Saved data rows
+ + + + + + +
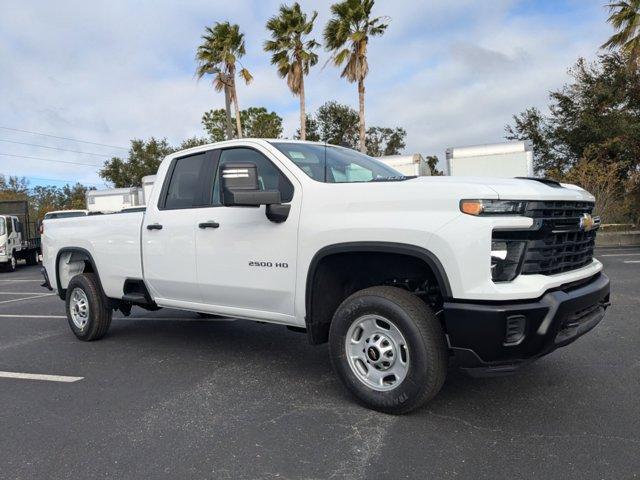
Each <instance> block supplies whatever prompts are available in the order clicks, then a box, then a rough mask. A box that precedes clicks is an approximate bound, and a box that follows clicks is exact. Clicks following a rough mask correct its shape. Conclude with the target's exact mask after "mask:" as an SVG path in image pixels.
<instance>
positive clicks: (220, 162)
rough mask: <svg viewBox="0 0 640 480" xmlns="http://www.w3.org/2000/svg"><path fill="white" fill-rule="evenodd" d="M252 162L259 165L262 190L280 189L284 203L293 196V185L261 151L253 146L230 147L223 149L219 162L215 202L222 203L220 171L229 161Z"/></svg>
mask: <svg viewBox="0 0 640 480" xmlns="http://www.w3.org/2000/svg"><path fill="white" fill-rule="evenodd" d="M238 162H240V163H241V162H251V163H255V164H256V166H257V167H258V187H259V188H260V190H279V191H280V198H281V199H282V202H283V203H287V202H290V201H291V199H292V198H293V185H292V184H291V182H290V181H289V179H288V178H287V177H285V176H284V175H283V174H282V172H281V171H280V170H278V168H277V167H276V166H275V165H274V164H273V163H272V162H271V161H270V160H269V159H268V158H267V157H265V156H264V155H262V154H261V153H260V152H258V151H256V150H253V149H252V148H230V149H227V150H222V152H221V153H220V161H219V164H218V174H217V175H216V180H215V183H214V186H213V203H214V205H221V197H220V182H219V180H220V172H221V171H222V169H223V168H224V166H225V164H227V163H238Z"/></svg>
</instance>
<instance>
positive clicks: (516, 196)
mask: <svg viewBox="0 0 640 480" xmlns="http://www.w3.org/2000/svg"><path fill="white" fill-rule="evenodd" d="M414 182H415V183H424V184H433V183H438V184H447V183H451V184H452V185H451V186H452V188H456V189H458V190H459V191H460V194H461V195H460V196H461V198H464V197H465V195H464V185H465V184H466V185H468V186H469V191H471V192H474V191H477V189H478V187H487V188H490V189H491V190H493V191H494V192H495V193H496V195H497V196H498V198H499V199H501V200H573V201H586V202H593V201H594V200H595V197H594V196H593V195H591V194H590V193H589V192H587V191H586V190H584V189H582V188H580V187H578V186H577V185H571V184H567V183H562V184H554V183H545V182H542V181H539V180H536V179H524V178H522V179H521V178H491V177H417V178H414V179H411V180H407V181H406V182H401V183H414ZM454 184H455V187H454ZM425 186H426V185H425ZM461 187H462V190H460V189H461Z"/></svg>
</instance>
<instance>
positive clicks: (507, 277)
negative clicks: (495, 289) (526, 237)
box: [491, 240, 526, 282]
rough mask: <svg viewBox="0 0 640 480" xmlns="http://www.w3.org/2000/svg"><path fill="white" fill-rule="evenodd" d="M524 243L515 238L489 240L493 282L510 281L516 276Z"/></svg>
mask: <svg viewBox="0 0 640 480" xmlns="http://www.w3.org/2000/svg"><path fill="white" fill-rule="evenodd" d="M525 243H526V242H522V241H517V240H493V241H492V242H491V279H492V280H493V281H494V282H510V281H511V280H513V279H514V278H516V277H517V276H518V270H519V267H520V260H522V254H523V252H524V247H525Z"/></svg>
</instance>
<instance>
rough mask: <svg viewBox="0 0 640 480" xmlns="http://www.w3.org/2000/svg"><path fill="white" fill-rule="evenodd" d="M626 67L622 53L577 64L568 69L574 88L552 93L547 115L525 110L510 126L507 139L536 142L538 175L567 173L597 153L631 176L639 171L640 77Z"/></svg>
mask: <svg viewBox="0 0 640 480" xmlns="http://www.w3.org/2000/svg"><path fill="white" fill-rule="evenodd" d="M626 65H627V60H626V57H624V56H623V55H621V54H618V53H612V54H606V55H601V56H600V57H599V59H598V61H597V62H594V63H587V62H586V61H585V60H584V59H579V60H578V62H577V63H576V65H575V66H574V67H573V68H572V69H571V70H570V75H571V77H572V81H571V83H569V84H567V85H565V86H564V87H563V88H562V89H560V90H557V91H553V92H551V94H550V100H551V104H550V105H549V112H550V113H549V115H543V114H542V113H541V112H540V111H538V110H536V109H527V110H525V111H524V112H522V113H521V114H519V115H516V116H514V121H515V124H514V125H508V126H507V127H506V138H507V139H509V140H525V139H529V140H531V141H532V142H533V145H534V152H535V158H534V162H535V166H536V170H538V171H539V172H540V173H548V172H553V171H557V172H566V171H567V170H569V169H570V168H571V167H572V166H574V165H575V164H576V163H578V161H580V160H581V159H583V158H585V153H586V152H587V151H594V149H596V148H597V149H598V150H599V151H600V152H601V153H600V154H599V155H598V156H597V158H598V160H597V161H600V162H610V163H613V162H618V161H623V162H624V163H625V164H626V165H627V172H628V171H630V170H632V169H635V168H637V167H638V166H639V164H640V163H639V162H640V73H639V72H638V71H637V70H633V71H631V70H629V69H628V68H626ZM591 157H592V158H595V157H594V156H593V155H591Z"/></svg>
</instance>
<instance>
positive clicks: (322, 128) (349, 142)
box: [315, 102, 358, 148]
mask: <svg viewBox="0 0 640 480" xmlns="http://www.w3.org/2000/svg"><path fill="white" fill-rule="evenodd" d="M315 121H316V122H317V124H318V133H319V136H320V141H323V142H327V143H331V144H333V145H341V146H343V147H349V148H357V145H358V113H357V112H356V111H355V110H354V109H353V108H351V107H349V106H348V105H342V104H340V103H338V102H327V103H325V104H324V105H322V106H321V107H320V108H319V109H318V111H317V112H316V114H315Z"/></svg>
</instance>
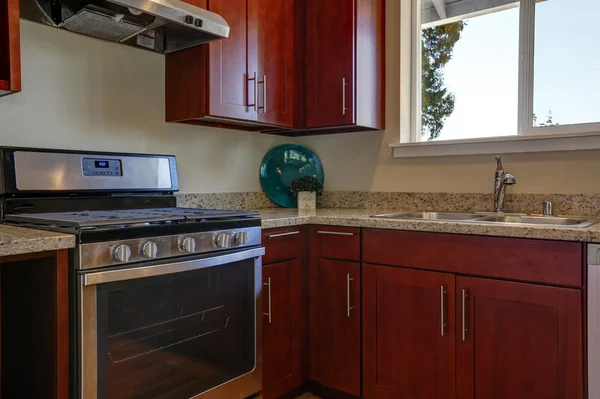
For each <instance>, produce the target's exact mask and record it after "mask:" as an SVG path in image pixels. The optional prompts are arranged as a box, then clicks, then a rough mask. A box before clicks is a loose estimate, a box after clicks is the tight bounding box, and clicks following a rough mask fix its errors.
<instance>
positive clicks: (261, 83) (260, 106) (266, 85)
mask: <svg viewBox="0 0 600 399" xmlns="http://www.w3.org/2000/svg"><path fill="white" fill-rule="evenodd" d="M258 84H261V85H263V105H262V106H259V107H258V109H262V110H263V114H266V113H267V75H263V80H261V81H259V82H258Z"/></svg>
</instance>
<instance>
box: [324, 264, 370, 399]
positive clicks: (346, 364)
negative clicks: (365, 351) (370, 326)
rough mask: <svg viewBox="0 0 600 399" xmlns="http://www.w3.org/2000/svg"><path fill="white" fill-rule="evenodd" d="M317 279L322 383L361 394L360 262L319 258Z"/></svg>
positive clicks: (328, 386)
mask: <svg viewBox="0 0 600 399" xmlns="http://www.w3.org/2000/svg"><path fill="white" fill-rule="evenodd" d="M316 278H317V284H318V303H319V305H318V306H319V313H318V315H319V316H318V317H319V327H318V332H319V352H318V354H319V357H318V359H319V369H320V380H319V382H321V383H322V384H324V385H326V386H328V387H330V388H335V389H338V390H340V391H343V392H347V393H349V394H352V395H356V396H359V395H360V394H361V381H360V361H361V343H360V324H361V320H360V315H361V302H360V295H361V289H360V286H361V277H360V265H359V264H358V263H354V262H343V261H336V260H329V259H320V261H319V269H318V275H317V276H316Z"/></svg>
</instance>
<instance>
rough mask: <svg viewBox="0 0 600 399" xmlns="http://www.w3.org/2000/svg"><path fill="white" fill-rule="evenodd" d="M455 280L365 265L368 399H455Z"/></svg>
mask: <svg viewBox="0 0 600 399" xmlns="http://www.w3.org/2000/svg"><path fill="white" fill-rule="evenodd" d="M454 280H455V277H454V275H452V274H445V273H436V272H425V271H421V270H410V269H403V268H395V267H388V266H374V265H369V264H364V265H363V288H362V290H363V308H362V311H363V316H362V322H363V391H364V392H363V396H364V397H365V398H366V399H405V398H412V399H454V398H455V397H456V396H455V371H454V370H455V366H454V361H455V325H454V318H455V316H454V314H455V306H454V298H455V288H454ZM442 288H443V291H442Z"/></svg>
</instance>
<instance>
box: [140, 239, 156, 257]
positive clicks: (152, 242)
mask: <svg viewBox="0 0 600 399" xmlns="http://www.w3.org/2000/svg"><path fill="white" fill-rule="evenodd" d="M140 255H142V256H143V257H145V258H156V255H158V245H156V243H155V242H152V241H146V242H145V243H143V244H142V245H141V246H140Z"/></svg>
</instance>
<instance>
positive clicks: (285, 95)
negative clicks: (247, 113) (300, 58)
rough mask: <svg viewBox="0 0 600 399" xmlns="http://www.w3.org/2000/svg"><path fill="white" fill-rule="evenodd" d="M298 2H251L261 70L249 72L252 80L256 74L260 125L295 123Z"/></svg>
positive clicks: (282, 124)
mask: <svg viewBox="0 0 600 399" xmlns="http://www.w3.org/2000/svg"><path fill="white" fill-rule="evenodd" d="M295 2H296V1H295V0H249V9H250V14H251V18H250V21H249V24H250V25H251V29H250V31H252V32H254V31H255V32H256V33H257V35H256V38H257V43H256V53H257V57H258V60H257V65H258V70H257V69H255V70H249V71H248V72H249V74H250V75H251V77H253V76H254V72H256V73H257V82H256V83H257V88H258V90H257V94H258V95H257V102H258V120H259V121H260V122H264V123H269V124H274V125H283V126H292V125H293V124H294V94H295V90H294V84H295V82H294V22H295V18H294V7H295ZM253 16H254V17H253ZM252 25H255V26H252ZM251 39H252V38H251Z"/></svg>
+ + + + + + +
Please update the rows from the start through the line containing "positive clicks: (220, 162)", changing every "rough" to "coarse" and leaving the rest untouched. Omit the pictures from your answer.

SOLUTION BELOW —
Each <instance> block supplies whatever prompts are available in the order clicks, then a box, then a coarse mask. A box that precedes clicks is an approximate bound, and a box that follows clicks is exact. Clicks following a coarse mask correct its shape. Conclude with the target's exact mask after "mask:" as an SVG path in image pixels.
<instance>
positive clicks: (220, 162)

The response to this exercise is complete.